§ Saved entries:
--------------------------------------------------
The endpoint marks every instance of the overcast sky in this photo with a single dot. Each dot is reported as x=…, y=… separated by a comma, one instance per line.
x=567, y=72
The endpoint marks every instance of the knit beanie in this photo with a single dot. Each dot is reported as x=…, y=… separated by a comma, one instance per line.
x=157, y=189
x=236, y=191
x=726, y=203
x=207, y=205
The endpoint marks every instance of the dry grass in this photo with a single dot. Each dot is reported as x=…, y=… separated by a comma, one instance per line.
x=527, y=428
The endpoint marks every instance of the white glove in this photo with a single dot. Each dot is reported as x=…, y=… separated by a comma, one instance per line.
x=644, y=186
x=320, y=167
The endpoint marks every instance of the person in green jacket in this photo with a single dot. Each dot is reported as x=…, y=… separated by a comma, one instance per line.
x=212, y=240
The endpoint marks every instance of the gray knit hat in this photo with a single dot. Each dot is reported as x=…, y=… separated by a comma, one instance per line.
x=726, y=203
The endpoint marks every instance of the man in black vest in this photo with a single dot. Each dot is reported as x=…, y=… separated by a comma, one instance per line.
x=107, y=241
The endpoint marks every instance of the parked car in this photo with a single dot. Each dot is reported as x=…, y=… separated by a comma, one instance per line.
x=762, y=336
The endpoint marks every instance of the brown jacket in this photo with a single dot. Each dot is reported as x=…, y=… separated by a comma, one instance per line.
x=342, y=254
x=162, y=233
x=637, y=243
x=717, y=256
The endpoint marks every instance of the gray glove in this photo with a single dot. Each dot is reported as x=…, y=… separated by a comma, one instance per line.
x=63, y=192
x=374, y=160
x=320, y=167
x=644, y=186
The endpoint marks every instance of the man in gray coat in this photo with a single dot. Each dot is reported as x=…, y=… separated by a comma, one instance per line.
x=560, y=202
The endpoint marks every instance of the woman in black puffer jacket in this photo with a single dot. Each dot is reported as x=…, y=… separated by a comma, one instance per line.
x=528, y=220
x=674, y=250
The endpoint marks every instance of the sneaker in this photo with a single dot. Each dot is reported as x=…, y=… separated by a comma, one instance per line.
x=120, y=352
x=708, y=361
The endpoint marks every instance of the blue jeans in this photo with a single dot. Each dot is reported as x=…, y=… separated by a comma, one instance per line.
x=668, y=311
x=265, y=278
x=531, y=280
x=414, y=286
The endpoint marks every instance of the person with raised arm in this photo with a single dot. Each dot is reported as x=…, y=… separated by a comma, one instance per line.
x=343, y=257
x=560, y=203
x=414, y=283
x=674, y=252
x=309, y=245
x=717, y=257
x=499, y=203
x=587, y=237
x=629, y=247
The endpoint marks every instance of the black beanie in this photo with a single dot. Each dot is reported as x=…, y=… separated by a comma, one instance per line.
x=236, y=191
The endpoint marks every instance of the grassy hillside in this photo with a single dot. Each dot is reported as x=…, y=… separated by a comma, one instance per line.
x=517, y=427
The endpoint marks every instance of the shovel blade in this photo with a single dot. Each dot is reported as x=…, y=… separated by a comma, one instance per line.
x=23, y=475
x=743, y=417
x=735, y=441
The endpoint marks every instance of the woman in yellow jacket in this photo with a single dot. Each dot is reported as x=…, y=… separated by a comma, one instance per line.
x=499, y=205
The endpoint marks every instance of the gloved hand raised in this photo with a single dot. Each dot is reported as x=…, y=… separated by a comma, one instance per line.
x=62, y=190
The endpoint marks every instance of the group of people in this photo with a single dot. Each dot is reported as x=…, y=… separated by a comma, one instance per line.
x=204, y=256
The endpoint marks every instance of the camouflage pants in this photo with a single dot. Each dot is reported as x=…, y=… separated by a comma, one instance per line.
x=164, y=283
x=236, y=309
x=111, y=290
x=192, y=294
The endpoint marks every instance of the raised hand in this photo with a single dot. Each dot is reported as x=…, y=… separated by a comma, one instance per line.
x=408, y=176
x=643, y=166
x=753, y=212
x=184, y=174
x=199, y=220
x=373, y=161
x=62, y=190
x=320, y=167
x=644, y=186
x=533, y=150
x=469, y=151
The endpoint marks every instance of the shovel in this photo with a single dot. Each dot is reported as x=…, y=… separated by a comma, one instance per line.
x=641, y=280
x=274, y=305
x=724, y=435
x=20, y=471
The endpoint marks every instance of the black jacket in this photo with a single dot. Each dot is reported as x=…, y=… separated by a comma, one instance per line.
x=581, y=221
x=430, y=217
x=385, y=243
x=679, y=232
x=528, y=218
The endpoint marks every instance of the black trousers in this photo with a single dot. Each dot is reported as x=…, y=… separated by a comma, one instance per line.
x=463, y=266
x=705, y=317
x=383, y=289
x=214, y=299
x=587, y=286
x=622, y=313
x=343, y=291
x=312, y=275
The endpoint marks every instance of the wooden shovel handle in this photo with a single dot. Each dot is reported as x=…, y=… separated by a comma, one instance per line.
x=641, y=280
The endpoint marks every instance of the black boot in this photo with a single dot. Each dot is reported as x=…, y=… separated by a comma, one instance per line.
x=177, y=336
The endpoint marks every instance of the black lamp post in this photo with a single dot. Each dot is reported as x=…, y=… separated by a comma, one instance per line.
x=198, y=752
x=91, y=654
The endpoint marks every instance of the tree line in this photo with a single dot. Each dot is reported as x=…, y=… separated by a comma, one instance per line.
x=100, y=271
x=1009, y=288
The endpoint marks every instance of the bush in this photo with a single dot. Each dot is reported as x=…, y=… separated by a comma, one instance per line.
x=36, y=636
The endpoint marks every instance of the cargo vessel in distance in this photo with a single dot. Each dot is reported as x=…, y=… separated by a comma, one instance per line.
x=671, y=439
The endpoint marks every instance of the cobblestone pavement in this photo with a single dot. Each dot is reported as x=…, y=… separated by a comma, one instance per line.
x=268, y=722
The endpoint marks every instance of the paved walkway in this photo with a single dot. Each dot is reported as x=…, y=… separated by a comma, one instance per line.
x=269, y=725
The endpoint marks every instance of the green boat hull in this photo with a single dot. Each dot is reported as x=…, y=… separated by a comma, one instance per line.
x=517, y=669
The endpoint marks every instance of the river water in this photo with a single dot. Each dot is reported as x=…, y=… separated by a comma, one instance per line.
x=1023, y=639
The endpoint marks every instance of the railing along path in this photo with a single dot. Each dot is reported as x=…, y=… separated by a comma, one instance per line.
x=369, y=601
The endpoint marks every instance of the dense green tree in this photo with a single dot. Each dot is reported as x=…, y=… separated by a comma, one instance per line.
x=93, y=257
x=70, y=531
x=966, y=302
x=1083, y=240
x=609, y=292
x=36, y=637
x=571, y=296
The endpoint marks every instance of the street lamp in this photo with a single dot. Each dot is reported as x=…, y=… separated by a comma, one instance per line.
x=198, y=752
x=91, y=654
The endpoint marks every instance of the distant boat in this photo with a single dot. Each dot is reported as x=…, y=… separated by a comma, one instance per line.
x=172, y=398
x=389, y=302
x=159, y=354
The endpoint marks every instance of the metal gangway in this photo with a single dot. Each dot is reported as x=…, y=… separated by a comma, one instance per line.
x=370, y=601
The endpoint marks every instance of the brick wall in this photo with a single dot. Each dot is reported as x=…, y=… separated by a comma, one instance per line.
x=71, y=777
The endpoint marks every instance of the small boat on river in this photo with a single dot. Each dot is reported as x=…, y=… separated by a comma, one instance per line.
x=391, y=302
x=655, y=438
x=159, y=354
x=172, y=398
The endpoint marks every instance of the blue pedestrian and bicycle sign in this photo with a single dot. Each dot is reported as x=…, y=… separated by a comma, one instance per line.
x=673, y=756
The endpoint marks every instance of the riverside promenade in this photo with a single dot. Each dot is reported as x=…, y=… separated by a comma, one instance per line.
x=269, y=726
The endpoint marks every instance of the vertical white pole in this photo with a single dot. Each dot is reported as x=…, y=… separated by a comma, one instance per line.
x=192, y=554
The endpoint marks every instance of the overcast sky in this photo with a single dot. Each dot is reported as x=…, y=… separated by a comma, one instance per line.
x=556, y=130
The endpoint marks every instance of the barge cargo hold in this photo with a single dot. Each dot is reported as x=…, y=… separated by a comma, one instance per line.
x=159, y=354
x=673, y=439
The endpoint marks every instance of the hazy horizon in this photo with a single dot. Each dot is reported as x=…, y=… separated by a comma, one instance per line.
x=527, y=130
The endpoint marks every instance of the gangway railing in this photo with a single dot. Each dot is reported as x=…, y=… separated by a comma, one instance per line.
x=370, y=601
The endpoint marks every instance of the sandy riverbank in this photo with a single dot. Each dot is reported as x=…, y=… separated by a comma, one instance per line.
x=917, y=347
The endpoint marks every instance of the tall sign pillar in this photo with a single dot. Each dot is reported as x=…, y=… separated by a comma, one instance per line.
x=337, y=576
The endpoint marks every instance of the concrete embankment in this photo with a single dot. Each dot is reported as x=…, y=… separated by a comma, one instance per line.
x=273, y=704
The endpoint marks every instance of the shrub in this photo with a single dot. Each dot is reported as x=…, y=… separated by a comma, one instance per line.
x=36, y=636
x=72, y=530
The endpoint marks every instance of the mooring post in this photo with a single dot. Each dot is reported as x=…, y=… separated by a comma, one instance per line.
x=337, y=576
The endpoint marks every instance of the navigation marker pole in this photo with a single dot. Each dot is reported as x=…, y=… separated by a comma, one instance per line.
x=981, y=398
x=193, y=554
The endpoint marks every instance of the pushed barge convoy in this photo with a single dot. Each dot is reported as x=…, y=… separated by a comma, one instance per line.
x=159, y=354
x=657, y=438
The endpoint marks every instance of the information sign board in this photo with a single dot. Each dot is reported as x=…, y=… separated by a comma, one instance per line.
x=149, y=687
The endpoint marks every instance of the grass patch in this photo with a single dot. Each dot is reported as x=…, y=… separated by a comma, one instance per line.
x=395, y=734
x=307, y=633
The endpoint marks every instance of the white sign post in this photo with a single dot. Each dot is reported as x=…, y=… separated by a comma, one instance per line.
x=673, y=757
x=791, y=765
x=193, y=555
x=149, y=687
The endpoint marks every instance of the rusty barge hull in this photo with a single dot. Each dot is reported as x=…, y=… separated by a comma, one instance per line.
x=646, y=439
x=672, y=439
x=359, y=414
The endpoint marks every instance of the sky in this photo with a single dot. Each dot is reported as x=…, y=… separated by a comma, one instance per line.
--------------------------------------------------
§ Your objective:
You are asked to reproduce word for word the line containing "The endpoint marks every instance of the rusty" and every subsequent line through the end of the entries.

§ Result:
The endpoint marks every instance of the rusty barge hull in this photo with a single dot. Each dot is reported as x=…, y=… separated by a comma, one instance per line.
x=646, y=439
x=672, y=439
x=359, y=414
The endpoint marks every instance of the sky in this photo with a single dot. Each dot is reported as x=…, y=… separated by a comma, one instance per line.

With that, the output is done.